- Material for this exercise -
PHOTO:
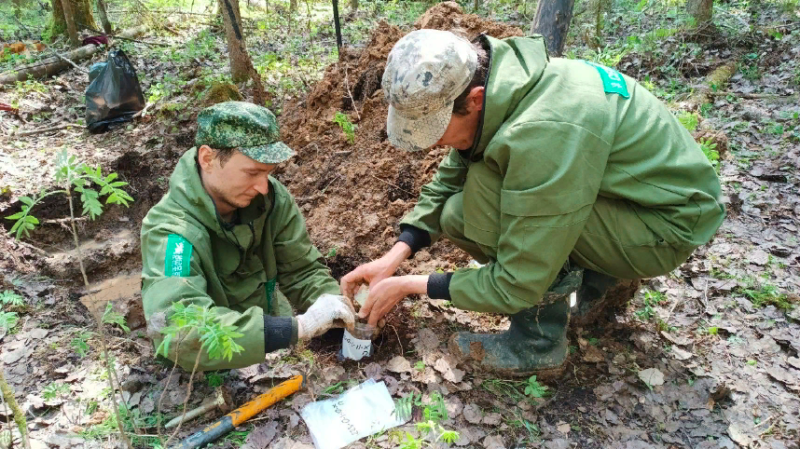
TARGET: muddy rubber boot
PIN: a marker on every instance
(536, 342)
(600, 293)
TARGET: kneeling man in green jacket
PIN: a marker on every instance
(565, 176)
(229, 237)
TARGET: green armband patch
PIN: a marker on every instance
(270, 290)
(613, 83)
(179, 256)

--

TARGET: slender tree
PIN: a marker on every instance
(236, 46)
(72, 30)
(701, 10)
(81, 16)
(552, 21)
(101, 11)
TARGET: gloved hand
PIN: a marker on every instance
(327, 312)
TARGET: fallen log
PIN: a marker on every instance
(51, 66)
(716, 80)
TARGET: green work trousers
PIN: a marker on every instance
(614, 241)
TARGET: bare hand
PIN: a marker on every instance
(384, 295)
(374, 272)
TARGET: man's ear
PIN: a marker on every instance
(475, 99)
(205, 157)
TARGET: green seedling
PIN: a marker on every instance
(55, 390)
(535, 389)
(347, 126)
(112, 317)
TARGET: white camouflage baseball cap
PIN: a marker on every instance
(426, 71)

- Given exercise -
Pull out each line of the entries above that contains the string "TARGET".

- Written response -
TARGET: muddy rubber boot
TARGET: kneeling man in green jacket
TARGET: green armband patch
TARGET: slender tree
TARGET: gloved hand
TARGET: fallen log
TARGET: green work trousers
TARGET: bare hand
TARGET: man's ear
TARGET: green seedling
TARGET: white camouflage baseball cap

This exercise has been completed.